__EXERCISE__
Can you update the H1N1 passage between "CBS News medical" and "nose or mouth.", inclusive, writing that part out again with "offices" changed to "workplaces"?

── DOCUMENT SEGMENT

Federal officials said a vaccine to help prevent the new flu is expected to be ready by mid to late October. But still some people are wondering how you can actually die from the H1N1 virus.

CBS News medical correspondent Dr. Jennifer Ashton sat down with Early Show co-anchor Harry Smith and took a closer look at what happens to the body.

Germs are everywhere - in our homes, offices, and schools. While some are harmless, others can be deadly, like the H1N1 virus or swine flu.

It spreads when a carrier coughs or sneezes; another person touches the object or surface with the flu virus on it and then touches his own nose or mouth.

The virus is inhaled by the body and goes straight to the lungs. The virus attaches to the lung cells, infecting the body. Over the course of days, the blood vessels in the lungs or the air sacs are damaged. Fluid leaks from the blood vessels into the air sacs of the lungs. While some air sacs fill with fluid, others collapse altogether. When the air sacs collapse, the lungs can no longer inflate as they normally would with oxygen. The lungs become stiff.

────
── ENTRIES SHOWN

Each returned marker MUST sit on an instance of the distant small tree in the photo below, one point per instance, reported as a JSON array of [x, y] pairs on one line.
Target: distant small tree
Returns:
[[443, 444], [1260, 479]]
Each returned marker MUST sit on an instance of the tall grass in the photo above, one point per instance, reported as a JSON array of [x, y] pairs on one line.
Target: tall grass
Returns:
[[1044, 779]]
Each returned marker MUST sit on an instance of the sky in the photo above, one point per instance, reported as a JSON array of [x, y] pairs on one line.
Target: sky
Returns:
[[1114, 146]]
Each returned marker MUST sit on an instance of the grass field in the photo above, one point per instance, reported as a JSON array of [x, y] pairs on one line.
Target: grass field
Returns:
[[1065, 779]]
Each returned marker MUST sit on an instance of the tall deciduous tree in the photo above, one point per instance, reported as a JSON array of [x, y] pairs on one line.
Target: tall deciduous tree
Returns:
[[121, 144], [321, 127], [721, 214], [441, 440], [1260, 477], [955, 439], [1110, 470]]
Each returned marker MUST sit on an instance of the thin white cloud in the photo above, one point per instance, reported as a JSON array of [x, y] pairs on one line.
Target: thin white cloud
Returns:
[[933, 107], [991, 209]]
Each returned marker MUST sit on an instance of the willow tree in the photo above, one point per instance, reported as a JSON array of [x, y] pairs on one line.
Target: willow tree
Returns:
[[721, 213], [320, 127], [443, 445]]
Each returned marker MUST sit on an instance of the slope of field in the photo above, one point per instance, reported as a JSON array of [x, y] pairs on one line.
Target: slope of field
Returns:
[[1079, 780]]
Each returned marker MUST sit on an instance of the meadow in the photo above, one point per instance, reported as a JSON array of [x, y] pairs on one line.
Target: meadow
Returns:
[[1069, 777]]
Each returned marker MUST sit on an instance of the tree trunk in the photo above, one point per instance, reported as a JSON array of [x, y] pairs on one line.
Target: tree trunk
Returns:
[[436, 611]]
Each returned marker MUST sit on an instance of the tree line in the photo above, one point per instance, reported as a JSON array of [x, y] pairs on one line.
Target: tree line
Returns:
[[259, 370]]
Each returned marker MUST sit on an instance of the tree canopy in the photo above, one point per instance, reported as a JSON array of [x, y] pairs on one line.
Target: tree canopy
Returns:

────

__OUTPUT BELOW__
CBS News medical correspondent Dr. Jennifer Ashton sat down with Early Show co-anchor Harry Smith and took a closer look at what happens to the body.

Germs are everywhere - in our homes, workplaces, and schools. While some are harmless, others can be deadly, like the H1N1 virus or swine flu.

It spreads when a carrier coughs or sneezes; another person touches the object or surface with the flu virus on it and then touches his own nose or mouth.